Give every line of the rows below as a JSON list of strings, one string per line, skipping blank lines. Leave the pictures out of the list.

Entries from a point annotation set:
================

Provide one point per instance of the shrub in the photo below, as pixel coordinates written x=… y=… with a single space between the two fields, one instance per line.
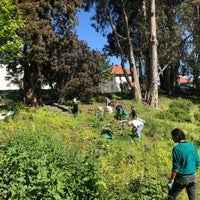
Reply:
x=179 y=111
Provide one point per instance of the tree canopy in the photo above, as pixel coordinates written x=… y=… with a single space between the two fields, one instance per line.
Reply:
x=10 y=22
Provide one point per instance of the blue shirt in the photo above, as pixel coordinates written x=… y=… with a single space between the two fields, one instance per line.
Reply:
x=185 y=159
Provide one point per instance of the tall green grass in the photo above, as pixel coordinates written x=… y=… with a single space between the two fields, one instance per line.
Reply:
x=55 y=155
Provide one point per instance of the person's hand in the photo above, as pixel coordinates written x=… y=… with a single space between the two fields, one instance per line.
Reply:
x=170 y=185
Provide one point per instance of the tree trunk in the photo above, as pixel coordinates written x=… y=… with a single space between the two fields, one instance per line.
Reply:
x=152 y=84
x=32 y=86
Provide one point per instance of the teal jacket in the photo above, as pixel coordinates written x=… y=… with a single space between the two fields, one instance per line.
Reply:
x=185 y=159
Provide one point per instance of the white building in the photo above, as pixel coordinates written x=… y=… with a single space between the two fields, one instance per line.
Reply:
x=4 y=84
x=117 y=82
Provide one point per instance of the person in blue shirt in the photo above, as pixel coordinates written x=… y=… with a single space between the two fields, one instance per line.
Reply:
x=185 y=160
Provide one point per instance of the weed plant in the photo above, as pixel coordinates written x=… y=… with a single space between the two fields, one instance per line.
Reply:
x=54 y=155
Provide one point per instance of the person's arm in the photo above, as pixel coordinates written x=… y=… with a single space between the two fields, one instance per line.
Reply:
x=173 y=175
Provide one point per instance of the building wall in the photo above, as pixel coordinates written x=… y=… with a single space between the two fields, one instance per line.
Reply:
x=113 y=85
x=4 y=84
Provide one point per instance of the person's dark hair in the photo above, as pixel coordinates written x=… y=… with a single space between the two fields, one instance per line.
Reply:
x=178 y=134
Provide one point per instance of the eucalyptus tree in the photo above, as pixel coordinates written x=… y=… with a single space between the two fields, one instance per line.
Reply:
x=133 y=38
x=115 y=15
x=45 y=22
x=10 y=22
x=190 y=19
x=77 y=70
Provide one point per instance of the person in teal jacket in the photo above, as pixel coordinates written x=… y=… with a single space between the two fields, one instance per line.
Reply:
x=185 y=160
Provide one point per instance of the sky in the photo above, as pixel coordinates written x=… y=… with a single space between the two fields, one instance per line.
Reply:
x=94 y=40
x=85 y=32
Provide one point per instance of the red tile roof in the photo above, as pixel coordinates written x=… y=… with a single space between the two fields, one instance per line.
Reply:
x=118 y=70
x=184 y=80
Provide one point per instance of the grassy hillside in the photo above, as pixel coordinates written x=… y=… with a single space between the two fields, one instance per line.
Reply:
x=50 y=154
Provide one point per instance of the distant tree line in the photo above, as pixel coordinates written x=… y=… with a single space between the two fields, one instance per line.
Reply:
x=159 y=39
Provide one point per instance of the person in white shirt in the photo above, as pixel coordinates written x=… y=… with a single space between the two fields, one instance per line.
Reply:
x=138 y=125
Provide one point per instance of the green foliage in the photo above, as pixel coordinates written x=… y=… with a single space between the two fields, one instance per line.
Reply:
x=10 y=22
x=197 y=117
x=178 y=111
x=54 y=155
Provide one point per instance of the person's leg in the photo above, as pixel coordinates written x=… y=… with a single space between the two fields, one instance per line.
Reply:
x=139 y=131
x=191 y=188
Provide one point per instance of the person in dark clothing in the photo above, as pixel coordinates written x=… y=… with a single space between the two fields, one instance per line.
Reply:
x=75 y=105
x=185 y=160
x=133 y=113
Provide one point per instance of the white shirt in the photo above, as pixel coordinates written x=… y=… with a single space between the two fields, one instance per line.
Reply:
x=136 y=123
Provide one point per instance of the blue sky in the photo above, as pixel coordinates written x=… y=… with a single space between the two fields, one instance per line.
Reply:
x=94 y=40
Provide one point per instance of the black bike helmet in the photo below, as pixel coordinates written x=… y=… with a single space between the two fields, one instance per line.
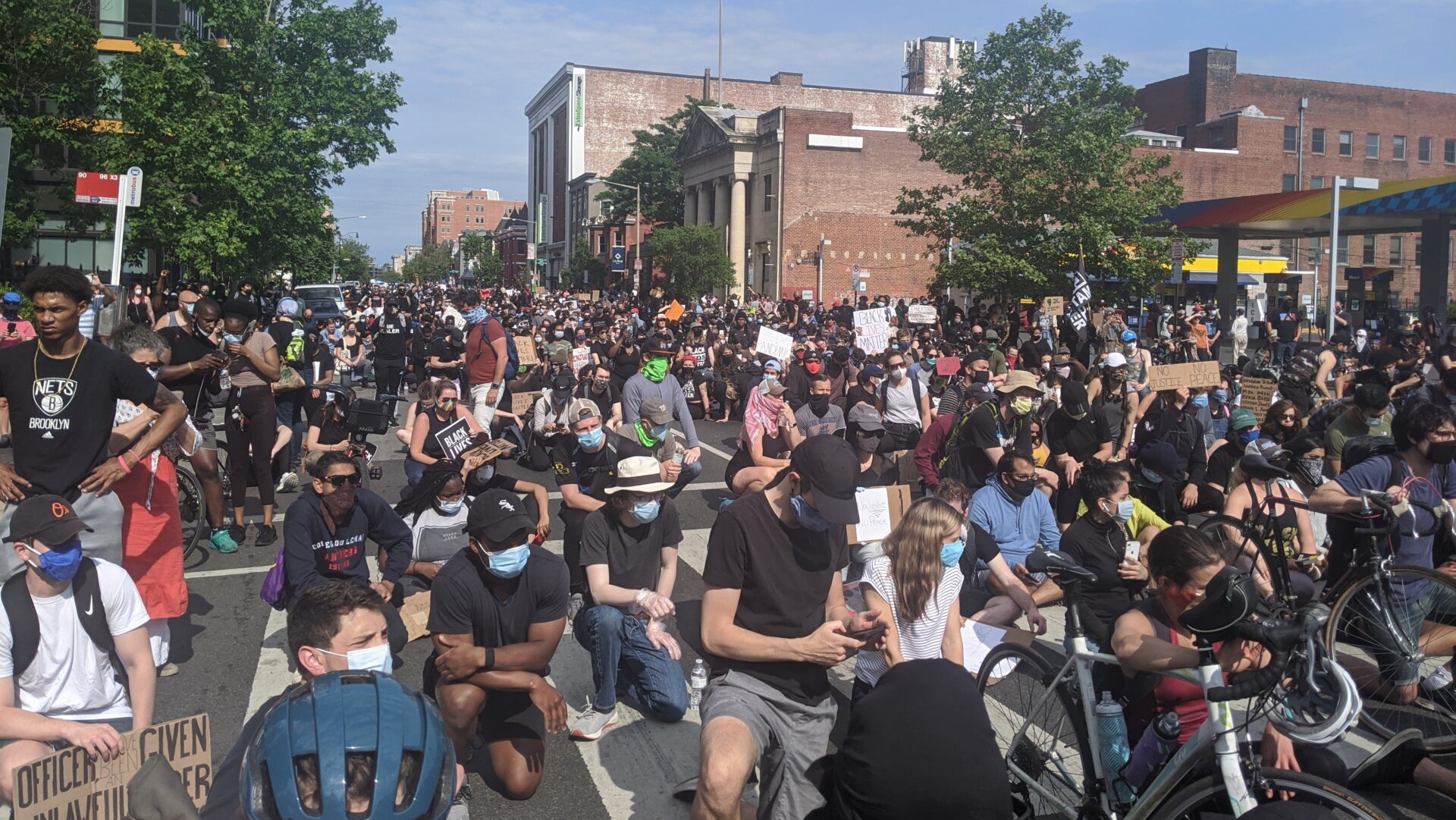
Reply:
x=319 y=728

================

▶ Right answer
[
  "Provide one point per instance of the shrub in the photo below, as pixel coordinates written x=… y=… with a single space between the two fields, one instance per line.",
  "Reply:",
  "x=179 y=111",
  "Provide one point per instance of the tree canopy in the photo above, as pixel coordinates written x=… y=… with a single space between the two fields, one instance per line.",
  "Reply:",
  "x=10 y=22",
  "Provide one point per instance of the blue shirt in the photo above, as pixel coordinates written x=… y=… with a single space between the two fields, one instance per line.",
  "Reply:",
  "x=185 y=159",
  "Provide one point per instance of the tall green grass in the photo above, as pixel coordinates written x=… y=… with a single space between the two fields, one instance per line.",
  "Reply:",
  "x=55 y=155",
  "Provide one point per instance of the person's hand in the photo above, as pixel coordinates written x=… y=… with a single space between the two fields, one instance per line.",
  "Reply:",
  "x=170 y=185",
  "Provide one point per instance of the tree trunk in the photo above, as pixel coordinates written x=… y=… with a single space between the two fields, one instance per line.",
  "Reply:",
  "x=152 y=84",
  "x=32 y=86",
  "Provide one point per instance of the teal jacket in the photo above, as pixel coordinates written x=… y=… with a single space between the two fields, one instance per line.",
  "Reply:",
  "x=185 y=159",
  "Provide one point per instance of the white building in the photo above, as pixel coordinates written x=… y=… with a single space between the two fields, one instance per line.",
  "Reply:",
  "x=4 y=84",
  "x=117 y=82",
  "Provide one point per instance of the person in blue shirt in the photo above, as pixel coordinates written x=… y=… with a single space between the two fields, one instance per line.",
  "Reply:",
  "x=185 y=160",
  "Provide one point per instance of the weed plant in the photo above, as pixel coordinates written x=… y=… with a single space between the two fields, one instance per line.",
  "Reply:",
  "x=54 y=155",
  "Provide one point per instance of the person's arm in the photo above, as pixel coordinates written x=… y=… with a single space between the two fields, one instance per line.",
  "Reply:",
  "x=173 y=175",
  "Provide one point per instance of the building wall in the photo above, as pixel coordinates written x=… y=… with a single space between the two fields, one instance per line.",
  "Reply:",
  "x=113 y=85",
  "x=4 y=84",
  "Provide one point per instance of the person's dark hair in the photo above, as pixel coordinates written x=… y=… with a single space between the two fields, one instance per line.",
  "Reply:",
  "x=178 y=134",
  "Provide one point per instance of the eucalyptus tree in the photo above, as pixel coordinates written x=… y=… with a single space between the two fields, one instance per line.",
  "Reply:",
  "x=133 y=38",
  "x=115 y=15",
  "x=45 y=22",
  "x=10 y=22",
  "x=190 y=19",
  "x=77 y=70",
  "Provide one point per instance of the person in teal jacket in the photo above, as pixel coordinates written x=… y=… with a single space between the two fields, one instance per line.",
  "Reply:",
  "x=185 y=160",
  "Provide one point per instance of the sky in the photo above, as pixel coordinates written x=… y=… with a single space between the two fields, one instance per line.",
  "Reply:",
  "x=94 y=40",
  "x=85 y=32",
  "Provide one point per instance of the red tile roof in the photo above, as pixel coordinates written x=… y=… with a single space between the two fields, one instance per line.",
  "Reply:",
  "x=118 y=70",
  "x=184 y=80",
  "Provide one point per instance of the grassy hillside in the photo above, as pixel coordinates written x=… y=… with a single space between the two fields, one instance per line.",
  "Reply:",
  "x=50 y=154",
  "Provide one point per instance of the distant tree line in the photo above, as pixel coordinates written x=… y=… with a single space between the two fields, one instance per line.",
  "Reply:",
  "x=159 y=39",
  "Provide one point per instance of the person in white shirt in the photo above, as pixel coordinates written x=… y=… with a single space between the two fields, one instance per line.",
  "Reply:",
  "x=138 y=125",
  "Provide one point per instance of the green foliage in the photo above, as pixel coordinates written x=… y=… with a single space between the two fields, one instance per line.",
  "Reply:",
  "x=10 y=22",
  "x=197 y=117",
  "x=178 y=111",
  "x=54 y=155",
  "Provide one point per instance of the person's leg in the photo above, as pixel coordinates written x=… y=… with a single space between the two fields, one instance per line.",
  "Reply:",
  "x=139 y=131",
  "x=191 y=188",
  "Provide one point per instance of the person in dark clothing in the photo above, as pixel coordinates written x=… y=… with a single space between the two fields, one instance per line.",
  "Reply:",
  "x=75 y=105",
  "x=185 y=160",
  "x=133 y=113",
  "Provide one point per instance of the white shirt in the photo above, as pixel coordinates written x=… y=… with a single space between the two fields, one instance per line.",
  "Reply:",
  "x=136 y=123",
  "Provide one point per instance of the blue sky in the photo above, as pixel coordinates written x=… y=… with a single space between the two fields, one instance per line.",
  "Reply:",
  "x=94 y=40",
  "Provide one point per instance of the black bike helmet in the photo below, as pixel coordinates written x=… y=… with a single space between the two fields, one instance per line.",
  "Reply:",
  "x=319 y=728"
]